[Natural language region descriptions]
_ _ _ _ _

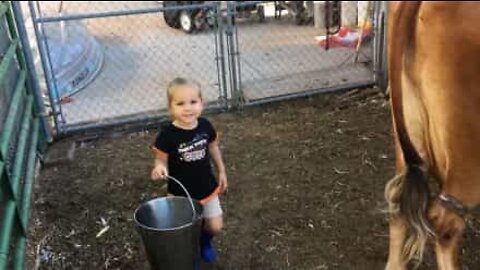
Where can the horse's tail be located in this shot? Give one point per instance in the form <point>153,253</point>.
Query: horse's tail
<point>408,193</point>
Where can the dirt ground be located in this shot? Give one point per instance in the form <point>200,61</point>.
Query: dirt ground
<point>306,188</point>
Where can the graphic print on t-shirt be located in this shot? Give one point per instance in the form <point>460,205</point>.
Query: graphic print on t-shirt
<point>194,150</point>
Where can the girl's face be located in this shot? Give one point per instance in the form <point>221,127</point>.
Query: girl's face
<point>186,106</point>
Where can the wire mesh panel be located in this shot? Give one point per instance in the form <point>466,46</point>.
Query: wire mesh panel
<point>112,61</point>
<point>287,52</point>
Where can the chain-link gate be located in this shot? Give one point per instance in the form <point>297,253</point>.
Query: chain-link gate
<point>285,54</point>
<point>106,64</point>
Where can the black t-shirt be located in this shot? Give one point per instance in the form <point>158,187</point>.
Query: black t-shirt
<point>188,158</point>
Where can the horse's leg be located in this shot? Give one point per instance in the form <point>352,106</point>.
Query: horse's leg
<point>397,238</point>
<point>449,228</point>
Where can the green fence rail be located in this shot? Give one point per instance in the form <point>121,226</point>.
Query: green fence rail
<point>20,141</point>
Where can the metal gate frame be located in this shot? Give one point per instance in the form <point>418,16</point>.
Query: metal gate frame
<point>227,58</point>
<point>22,139</point>
<point>141,122</point>
<point>234,52</point>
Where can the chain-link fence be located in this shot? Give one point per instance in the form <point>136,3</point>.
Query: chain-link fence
<point>286,55</point>
<point>108,63</point>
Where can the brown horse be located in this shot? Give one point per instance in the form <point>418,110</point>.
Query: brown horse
<point>434,78</point>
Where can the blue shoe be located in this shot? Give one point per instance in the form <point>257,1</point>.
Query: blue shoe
<point>207,250</point>
<point>197,265</point>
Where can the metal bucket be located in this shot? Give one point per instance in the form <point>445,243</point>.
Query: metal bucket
<point>170,231</point>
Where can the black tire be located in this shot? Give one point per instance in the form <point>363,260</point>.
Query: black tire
<point>172,17</point>
<point>261,13</point>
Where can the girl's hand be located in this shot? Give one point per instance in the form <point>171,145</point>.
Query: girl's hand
<point>159,172</point>
<point>222,182</point>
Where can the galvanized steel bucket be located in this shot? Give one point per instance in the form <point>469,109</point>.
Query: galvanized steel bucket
<point>170,228</point>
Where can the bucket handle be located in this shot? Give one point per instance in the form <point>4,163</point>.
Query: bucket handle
<point>188,195</point>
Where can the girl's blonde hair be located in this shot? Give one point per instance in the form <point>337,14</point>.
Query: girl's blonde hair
<point>179,82</point>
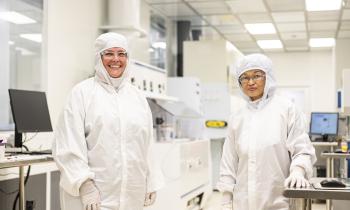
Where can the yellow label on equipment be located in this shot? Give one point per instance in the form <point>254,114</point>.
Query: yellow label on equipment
<point>215,124</point>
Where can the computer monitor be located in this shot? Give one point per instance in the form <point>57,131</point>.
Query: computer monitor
<point>30,113</point>
<point>324,123</point>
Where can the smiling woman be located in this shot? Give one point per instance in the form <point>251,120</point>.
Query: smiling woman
<point>21,60</point>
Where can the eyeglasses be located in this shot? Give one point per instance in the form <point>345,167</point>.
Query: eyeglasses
<point>257,77</point>
<point>111,55</point>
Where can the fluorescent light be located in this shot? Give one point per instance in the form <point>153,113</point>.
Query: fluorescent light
<point>321,42</point>
<point>16,18</point>
<point>323,5</point>
<point>24,51</point>
<point>270,44</point>
<point>161,45</point>
<point>32,37</point>
<point>260,28</point>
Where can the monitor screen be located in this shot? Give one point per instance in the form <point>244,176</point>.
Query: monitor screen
<point>30,112</point>
<point>324,123</point>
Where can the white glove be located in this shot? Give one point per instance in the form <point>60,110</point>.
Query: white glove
<point>297,178</point>
<point>226,202</point>
<point>150,198</point>
<point>90,196</point>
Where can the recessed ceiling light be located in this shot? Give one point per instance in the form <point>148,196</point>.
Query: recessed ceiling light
<point>260,28</point>
<point>323,5</point>
<point>321,42</point>
<point>32,37</point>
<point>16,18</point>
<point>270,44</point>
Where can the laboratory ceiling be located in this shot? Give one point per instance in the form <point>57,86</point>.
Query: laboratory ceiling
<point>226,18</point>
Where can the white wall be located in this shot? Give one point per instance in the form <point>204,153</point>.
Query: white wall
<point>308,70</point>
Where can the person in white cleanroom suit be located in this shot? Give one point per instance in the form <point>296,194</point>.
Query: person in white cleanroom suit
<point>103,137</point>
<point>267,147</point>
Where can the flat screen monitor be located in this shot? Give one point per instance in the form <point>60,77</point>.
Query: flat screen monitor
<point>30,113</point>
<point>324,123</point>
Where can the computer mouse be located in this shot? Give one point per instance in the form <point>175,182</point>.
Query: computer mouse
<point>332,183</point>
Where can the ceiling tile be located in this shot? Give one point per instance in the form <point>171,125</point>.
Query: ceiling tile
<point>174,9</point>
<point>195,20</point>
<point>255,18</point>
<point>221,19</point>
<point>246,44</point>
<point>239,37</point>
<point>162,1</point>
<point>291,27</point>
<point>344,34</point>
<point>285,5</point>
<point>297,49</point>
<point>296,43</point>
<point>245,6</point>
<point>323,15</point>
<point>293,35</point>
<point>322,34</point>
<point>346,14</point>
<point>283,17</point>
<point>345,25</point>
<point>323,26</point>
<point>233,29</point>
<point>266,36</point>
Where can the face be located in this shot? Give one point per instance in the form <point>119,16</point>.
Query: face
<point>253,83</point>
<point>114,60</point>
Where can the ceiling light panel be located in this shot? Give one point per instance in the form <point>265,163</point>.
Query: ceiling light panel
<point>174,9</point>
<point>322,34</point>
<point>323,26</point>
<point>323,15</point>
<point>344,34</point>
<point>260,28</point>
<point>239,37</point>
<point>286,5</point>
<point>221,19</point>
<point>16,18</point>
<point>210,7</point>
<point>232,29</point>
<point>286,17</point>
<point>246,6</point>
<point>270,44</point>
<point>255,18</point>
<point>322,42</point>
<point>291,27</point>
<point>324,5</point>
<point>345,25</point>
<point>346,14</point>
<point>293,35</point>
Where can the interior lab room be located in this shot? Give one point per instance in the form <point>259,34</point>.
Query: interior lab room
<point>174,104</point>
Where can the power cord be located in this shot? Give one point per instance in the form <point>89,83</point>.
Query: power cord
<point>25,182</point>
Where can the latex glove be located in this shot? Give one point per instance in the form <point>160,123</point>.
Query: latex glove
<point>226,202</point>
<point>297,178</point>
<point>90,196</point>
<point>150,198</point>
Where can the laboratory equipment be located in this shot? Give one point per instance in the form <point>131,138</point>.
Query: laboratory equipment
<point>30,113</point>
<point>324,124</point>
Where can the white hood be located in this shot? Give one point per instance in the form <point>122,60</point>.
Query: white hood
<point>103,42</point>
<point>261,62</point>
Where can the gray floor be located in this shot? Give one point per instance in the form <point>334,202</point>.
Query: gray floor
<point>215,199</point>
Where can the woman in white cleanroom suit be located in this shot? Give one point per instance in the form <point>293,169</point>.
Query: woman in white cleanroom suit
<point>267,147</point>
<point>103,137</point>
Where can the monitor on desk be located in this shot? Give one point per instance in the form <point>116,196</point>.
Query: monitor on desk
<point>324,124</point>
<point>30,113</point>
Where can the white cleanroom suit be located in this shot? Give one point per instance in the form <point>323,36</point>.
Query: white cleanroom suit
<point>104,134</point>
<point>266,140</point>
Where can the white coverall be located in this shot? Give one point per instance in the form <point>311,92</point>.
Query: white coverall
<point>104,134</point>
<point>266,138</point>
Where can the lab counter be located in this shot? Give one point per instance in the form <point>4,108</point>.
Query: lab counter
<point>312,193</point>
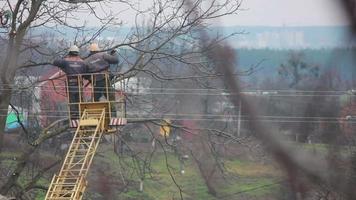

_ _ _ _ _

- [What you need to do]: Word for word, restate the records above and drop the pictures.

- [Result of the task]:
Where can the horse's tail be located in this shot? Give one point per instance in the form <point>153,253</point>.
Query: horse's tail
<point>408,193</point>
Where can the dirt ground be located in this shot? Give one point per instance in the form <point>200,61</point>.
Query: dirt ground
<point>306,188</point>
Where can the graphic print on t-shirt be located in this shot? Give one point per instance in the form <point>460,205</point>.
Query: graphic print on t-shirt
<point>194,150</point>
Where can the girl's face be located in this shot? Give one point per instance in the form <point>221,127</point>.
Query: girl's face
<point>186,106</point>
Where can the wire mesh panel be located in this shot? Give one point per instance in the form <point>466,46</point>.
Query: wire mesh panel
<point>112,61</point>
<point>287,52</point>
Where can the chain-link gate be located in this shot? Give one point per instance in the form <point>297,253</point>.
Query: chain-link gate
<point>285,54</point>
<point>106,64</point>
Where can the black t-shirt be located in this shot? Give one point per instance in the form <point>158,187</point>.
Query: black t-shirt
<point>188,158</point>
Where can the horse's leg be located in this shot? Give one point per instance in the form <point>352,106</point>.
Query: horse's leg
<point>397,238</point>
<point>449,228</point>
Where can the green fence rail be located in this shot? Give one point per instance in the form <point>121,226</point>.
Query: green fence rail
<point>20,141</point>
Where can the metal gate frame be located in this shot? Give one point per instance in the form <point>418,16</point>.
Query: metal gate frame
<point>227,58</point>
<point>22,139</point>
<point>141,122</point>
<point>234,52</point>
Where can the chain-link fence be located in this shot? Give one point per instance in the form <point>136,3</point>.
Query: chain-link fence
<point>286,55</point>
<point>108,63</point>
Where can the brown horse be located in this shot? Give one point per instance in the form <point>418,110</point>.
Query: brown horse
<point>434,78</point>
Where can the blue shoe be located in this shot? Give one point per instance in the form <point>257,1</point>.
Query: blue shoe
<point>207,250</point>
<point>197,265</point>
Where can the metal bucket be located in this shot? Give one point per instance in the form <point>445,243</point>.
Query: metal bucket
<point>170,231</point>
Where can the black tire be located in this shot? Give one point per instance in the form <point>363,260</point>.
Query: black tire
<point>172,17</point>
<point>261,13</point>
Where can the girl's hand be located in this shot? Give one point per instance in the form <point>171,145</point>.
Query: girl's hand
<point>159,172</point>
<point>222,182</point>
Where can the galvanized steel bucket be located in this shot? Give one point per instance in the form <point>469,109</point>.
Query: galvanized steel bucket
<point>170,228</point>
Where can the bucket handle be located in this shot? Give one point per instance in the form <point>4,163</point>.
Query: bucket handle
<point>188,195</point>
Where can the girl's blonde hair be located in this shot? Give one point per instance in the form <point>337,14</point>.
Query: girl's blonde hair
<point>179,82</point>
Where can the yellow label on equipment be located in this shot? Give one point per instance in the form <point>254,114</point>.
Query: yellow label on equipment
<point>215,124</point>
Where can the computer monitor be located in this shot? Give one point per instance in the form <point>57,131</point>.
Query: computer monitor
<point>30,113</point>
<point>324,123</point>
Where can the smiling woman be located in this shot? Give one point per instance in the form <point>251,120</point>.
Query: smiling woman
<point>21,60</point>
Where can the eyeglasses be located in this shot? Give one point per instance in the form <point>345,167</point>.
Query: eyeglasses
<point>257,77</point>
<point>111,55</point>
Where can the fluorescent light be located in this shot? Give one point per instance in the form <point>153,113</point>.
Query: fluorescent light
<point>321,42</point>
<point>16,18</point>
<point>323,5</point>
<point>24,51</point>
<point>270,44</point>
<point>161,45</point>
<point>32,37</point>
<point>260,28</point>
Where can the monitor screen be located in this shot? Give one point per instance in the form <point>244,176</point>.
Query: monitor screen
<point>30,112</point>
<point>324,123</point>
Where can the white glove be located in this shot? Give one point per instance in the form <point>60,110</point>.
Query: white glove
<point>297,178</point>
<point>226,202</point>
<point>150,198</point>
<point>90,196</point>
Where can the recessed ceiling light be located in this shot? Give one point per instance in the form <point>148,196</point>.
Query: recessed ceiling light
<point>260,28</point>
<point>323,5</point>
<point>321,42</point>
<point>32,37</point>
<point>16,18</point>
<point>270,44</point>
Where can the laboratory ceiling be located in this shot? Give one point per instance in the form <point>57,86</point>.
Query: laboratory ceiling
<point>226,18</point>
Where can the white wall be located in this shot? Give one point per instance in the form <point>204,153</point>.
Query: white wall
<point>308,70</point>
Where can the person in white cleanroom suit be located in this shot? Give one point per instance in the form <point>296,194</point>.
Query: person in white cleanroom suit
<point>103,137</point>
<point>267,147</point>
Where can the flat screen monitor be located in this shot? Give one point per instance in the form <point>60,77</point>.
Query: flat screen monitor
<point>30,113</point>
<point>324,123</point>
Where can the computer mouse be located in this shot? Give one point per instance in the form <point>175,182</point>.
Query: computer mouse
<point>332,183</point>
Where can the ceiling tile be located in this shot? Give one point per instance in the form <point>171,125</point>.
Query: ceiling tile
<point>174,9</point>
<point>195,20</point>
<point>255,18</point>
<point>221,19</point>
<point>246,44</point>
<point>239,37</point>
<point>162,1</point>
<point>291,27</point>
<point>344,34</point>
<point>285,5</point>
<point>297,49</point>
<point>296,43</point>
<point>245,6</point>
<point>323,15</point>
<point>293,35</point>
<point>322,34</point>
<point>346,14</point>
<point>283,17</point>
<point>345,25</point>
<point>323,26</point>
<point>233,29</point>
<point>266,36</point>
Where can the face be located in this shot? Give one point per instance in the form <point>119,16</point>.
Query: face
<point>253,83</point>
<point>114,60</point>
Where can the ceiling light panel be located in this shot? Give one point per instance in the form <point>265,163</point>.
Query: ceiling light panel
<point>174,9</point>
<point>322,34</point>
<point>323,26</point>
<point>323,15</point>
<point>344,34</point>
<point>260,28</point>
<point>239,37</point>
<point>286,5</point>
<point>221,19</point>
<point>16,18</point>
<point>210,7</point>
<point>232,29</point>
<point>286,17</point>
<point>246,6</point>
<point>270,44</point>
<point>255,18</point>
<point>322,42</point>
<point>291,27</point>
<point>324,5</point>
<point>345,25</point>
<point>346,14</point>
<point>293,35</point>
Where can the interior lab room be located in this shot? Give one point per instance in the form <point>259,34</point>.
Query: interior lab room
<point>174,104</point>
Where can the power cord be located in this shot? Give one point per instance in the form <point>89,83</point>.
Query: power cord
<point>25,182</point>
Where can the latex glove be located in this shot? Give one point per instance in the form <point>160,123</point>.
Query: latex glove
<point>226,202</point>
<point>297,178</point>
<point>90,196</point>
<point>150,198</point>
Where can the laboratory equipment be located in this shot? Give one point per instance in the form <point>131,138</point>.
Query: laboratory equipment
<point>30,113</point>
<point>324,124</point>
Where can the white hood be located in this shot? Give one point per instance in the form <point>122,60</point>.
Query: white hood
<point>103,42</point>
<point>261,62</point>
Where can the gray floor be located in this shot? Give one point per instance in the form <point>334,202</point>.
Query: gray floor
<point>215,199</point>
Where can the woman in white cleanroom suit be located in this shot? Give one point per instance in the form <point>293,169</point>.
Query: woman in white cleanroom suit
<point>267,147</point>
<point>103,137</point>
Where can the monitor on desk be located in this shot? Give one point per instance in the form <point>116,196</point>.
Query: monitor on desk
<point>324,124</point>
<point>30,113</point>
Where can the white cleanroom suit be located in this shot? Give one point per instance in the form <point>323,36</point>.
Query: white cleanroom suit
<point>104,134</point>
<point>266,140</point>
Where can the white coverall be located in this shot? Give one point per instance in the form <point>311,92</point>.
Query: white coverall
<point>104,134</point>
<point>266,138</point>
Where can the lab counter be located in this shot? Give one point per instance in the form <point>4,108</point>.
Query: lab counter
<point>312,193</point>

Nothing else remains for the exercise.